GIVEN RECORDS Block Start
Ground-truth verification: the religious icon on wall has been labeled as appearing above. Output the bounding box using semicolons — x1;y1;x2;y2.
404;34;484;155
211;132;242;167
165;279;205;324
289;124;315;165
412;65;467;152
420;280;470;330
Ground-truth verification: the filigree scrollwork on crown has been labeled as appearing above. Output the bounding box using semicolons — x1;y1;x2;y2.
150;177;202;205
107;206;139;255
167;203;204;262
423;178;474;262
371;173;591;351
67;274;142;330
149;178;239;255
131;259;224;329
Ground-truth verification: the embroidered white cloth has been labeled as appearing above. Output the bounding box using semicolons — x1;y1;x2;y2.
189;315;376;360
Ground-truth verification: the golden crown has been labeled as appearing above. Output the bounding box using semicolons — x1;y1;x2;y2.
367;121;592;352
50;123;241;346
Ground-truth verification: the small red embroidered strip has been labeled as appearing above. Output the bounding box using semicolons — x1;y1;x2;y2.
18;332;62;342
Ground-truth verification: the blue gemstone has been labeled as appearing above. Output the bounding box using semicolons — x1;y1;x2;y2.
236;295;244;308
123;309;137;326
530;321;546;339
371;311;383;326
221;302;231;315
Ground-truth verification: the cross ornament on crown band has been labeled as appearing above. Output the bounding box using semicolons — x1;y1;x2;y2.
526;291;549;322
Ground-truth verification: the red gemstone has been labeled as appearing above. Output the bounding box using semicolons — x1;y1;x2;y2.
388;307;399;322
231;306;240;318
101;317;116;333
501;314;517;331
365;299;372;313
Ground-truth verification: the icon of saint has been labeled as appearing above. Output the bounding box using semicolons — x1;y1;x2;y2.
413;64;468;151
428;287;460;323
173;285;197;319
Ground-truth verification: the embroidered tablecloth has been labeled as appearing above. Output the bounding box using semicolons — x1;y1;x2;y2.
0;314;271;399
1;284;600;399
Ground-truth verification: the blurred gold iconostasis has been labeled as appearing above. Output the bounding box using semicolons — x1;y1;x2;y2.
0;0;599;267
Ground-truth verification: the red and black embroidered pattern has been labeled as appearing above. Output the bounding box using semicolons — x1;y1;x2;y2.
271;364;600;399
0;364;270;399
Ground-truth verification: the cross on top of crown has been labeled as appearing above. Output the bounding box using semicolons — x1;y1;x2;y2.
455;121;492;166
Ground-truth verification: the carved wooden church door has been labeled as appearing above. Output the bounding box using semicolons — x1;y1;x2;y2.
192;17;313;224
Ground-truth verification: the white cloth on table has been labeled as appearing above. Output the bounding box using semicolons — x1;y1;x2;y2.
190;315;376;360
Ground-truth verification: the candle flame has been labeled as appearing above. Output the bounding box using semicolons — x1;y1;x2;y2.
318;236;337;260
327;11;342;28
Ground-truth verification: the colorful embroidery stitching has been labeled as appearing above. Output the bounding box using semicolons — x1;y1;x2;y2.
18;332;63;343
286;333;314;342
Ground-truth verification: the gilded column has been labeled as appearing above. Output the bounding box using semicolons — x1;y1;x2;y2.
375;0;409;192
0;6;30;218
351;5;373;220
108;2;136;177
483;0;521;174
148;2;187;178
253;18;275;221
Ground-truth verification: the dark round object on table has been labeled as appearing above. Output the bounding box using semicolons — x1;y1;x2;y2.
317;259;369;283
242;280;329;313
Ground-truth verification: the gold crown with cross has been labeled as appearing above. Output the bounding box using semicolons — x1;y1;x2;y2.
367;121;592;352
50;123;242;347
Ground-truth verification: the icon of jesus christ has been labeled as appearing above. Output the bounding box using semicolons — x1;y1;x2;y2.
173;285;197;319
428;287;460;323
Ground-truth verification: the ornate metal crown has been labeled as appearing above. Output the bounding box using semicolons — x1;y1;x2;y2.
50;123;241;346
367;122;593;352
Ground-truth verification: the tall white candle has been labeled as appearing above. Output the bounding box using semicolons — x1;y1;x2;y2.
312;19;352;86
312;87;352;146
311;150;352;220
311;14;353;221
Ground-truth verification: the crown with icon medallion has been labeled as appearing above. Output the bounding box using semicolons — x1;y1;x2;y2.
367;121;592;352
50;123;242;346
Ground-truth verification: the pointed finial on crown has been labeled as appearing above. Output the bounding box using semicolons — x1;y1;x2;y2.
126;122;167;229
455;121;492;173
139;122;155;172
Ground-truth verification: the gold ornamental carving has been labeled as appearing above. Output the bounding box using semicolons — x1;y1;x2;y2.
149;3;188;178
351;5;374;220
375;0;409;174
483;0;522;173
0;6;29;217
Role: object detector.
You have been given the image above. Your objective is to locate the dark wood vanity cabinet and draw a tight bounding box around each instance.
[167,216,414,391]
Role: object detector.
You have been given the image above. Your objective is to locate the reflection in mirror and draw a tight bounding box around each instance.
GIVEN RECORDS Block End
# WORK TO BE COMPLETED
What you write must match the material above exactly and in full.

# OUTPUT OF THE EXERCISE
Ground-truth verification: the religious icon on wall has been labeled as appearing above. Output the bounding box using semicolons — x1;y1;x2;y2.
404;34;484;155
211;132;242;167
165;279;205;324
289;124;315;165
412;65;467;152
420;280;470;330
Ground-truth verification: the filigree scrollwork on crown has been labeled as appearing above. Output the bounding box using semicolons — x1;y1;x2;y2.
150;177;202;205
107;206;139;255
167;203;204;262
423;178;474;262
371;173;591;351
67;274;142;330
149;178;239;255
131;259;224;329
Ground-truth verification: the embroidered white cloth has been labeled as appearing above. Output the bounding box using semicolons — x1;y1;x2;y2.
189;315;376;360
Ground-truth verification: the golden crown has been labeled as appearing above. Output the bounding box using semicolons — x1;y1;x2;y2.
367;121;592;352
50;123;241;346
Ground-truth verification: the small red embroidered strip has been labeled as appearing above. Output the bounding box using semicolons — x1;y1;x2;y2.
18;332;62;342
Ground-truth verification: the blue gemstone has been labeled as appearing above. Output the bounding box using semicolons — x1;y1;x2;y2.
236;295;244;308
123;309;137;326
530;321;546;339
371;311;383;326
221;302;231;315
Ground-truth verification: the cross ornament on crown band has been labeled as appearing above. Output the bounding box using semicolons — x1;y1;x2;y2.
526;291;549;322
Ground-truth verification: the red gemstone has been labeled as appearing above. Output the bounding box using semicolons — x1;y1;x2;y2.
388;307;399;322
231;306;240;318
101;317;116;333
501;314;517;331
365;299;372;313
Ground-truth verification: the icon of saint has been labeled as appearing above. Output the bounding box using semicolons — x1;y1;x2;y2.
413;64;468;151
428;287;460;323
173;285;197;319
Ground-truth verification: the embroidered tablecloth has been labeled as appearing above. Output the bounding box using semicolons — x1;y1;x2;y2.
0;314;271;399
1;284;600;399
Ground-truth verification: the blurred gold iconostasis has been labeled as appearing above. Output the bounding box using semicolons — x1;y1;x2;y2.
0;0;599;267
Ground-truth verification: the red and black embroidered pattern has been labeled as appearing above. Output the bounding box using semicolons — x1;y1;x2;y2.
271;364;600;399
0;364;270;399
Ground-truth verification: the cross on top of crown has been labeled as appearing above. Output the bounding box using semicolons — x1;y1;x2;y2.
455;121;492;166
Ground-truth verification: the carved wooden church door has been labeled as appearing above. Output the bounding box using semicolons — x1;y1;x2;y2.
192;17;313;224
Ground-truth verification: the white cloth on table has been labeled as appearing above. Output the bounding box using semicolons — x1;y1;x2;y2.
190;315;376;360
Ground-truth verification: the candle flame has been labeled as appearing above. Output the bounding box using semicolons — x1;y1;x2;y2.
318;236;337;260
327;11;342;28
Ground-truth verification: the colorful embroidery stitching has been labeled as appearing above. Output the bounding box using semicolons — x1;y1;x2;y2.
18;332;63;343
286;333;314;342
Ground-truth verification: the gilded column has been labeled as appearing above. Output the bounding box using semicolons — x1;y1;x2;y2.
375;0;409;192
0;6;30;218
351;5;373;220
108;2;136;177
483;0;521;174
148;2;187;178
253;18;275;221
Ground-truth verification: the dark round object on table has been labeled as appearing above. Output the bounding box using semicolons — x1;y1;x2;y2.
317;259;369;283
242;280;329;313
Ground-truth verification: the gold crown with cross has been labeled as appearing above. Output the bounding box using semicolons — x1;y1;x2;y2.
367;121;592;352
50;123;242;347
Ground-truth verification: the icon of jesus christ has been labeled as appearing above. Output the bounding box using semicolons — x1;y1;x2;y2.
173;285;197;319
428;287;460;323
Ground-truth verification: the ornate metal crown has been labeled as appearing above. Output the bounding box using semicolons — x1;y1;x2;y2.
50;123;241;346
367;122;593;352
Ground-truth verification: the tall white candle has been labeled as appearing above. Output the bounding box using semicolons — x1;y1;x2;y2.
312;19;352;86
312;87;352;146
311;150;352;220
311;14;353;221
Ground-truth verification: the crown with icon medallion has been labeled as appearing above. Output the bounding box using semicolons — x1;y1;x2;y2.
367;121;592;352
50;123;242;346
Ground-truth verification: the pointed finial on crown has been labeled as appearing above. Output the bounding box using semicolons — x1;y1;x2;y2.
126;122;167;229
455;121;492;173
139;122;155;172
Ground-truth verification: the gold ornamental carving has been labeled as appearing above. Output the bounding box using semicolons — x1;y1;x2;y2.
149;3;188;178
351;5;374;220
375;0;409;174
483;0;522;173
0;6;29;217
Role: object detector.
You have been given the image above. Your objective is to locate the dark wood vanity cabinet and draw a tight bounding box around each instance.
[167,216,414,391]
Role: object detector.
You have been given the image above. Your objective is to locate the reflection in mirror and draw a tight bounding box around each instance.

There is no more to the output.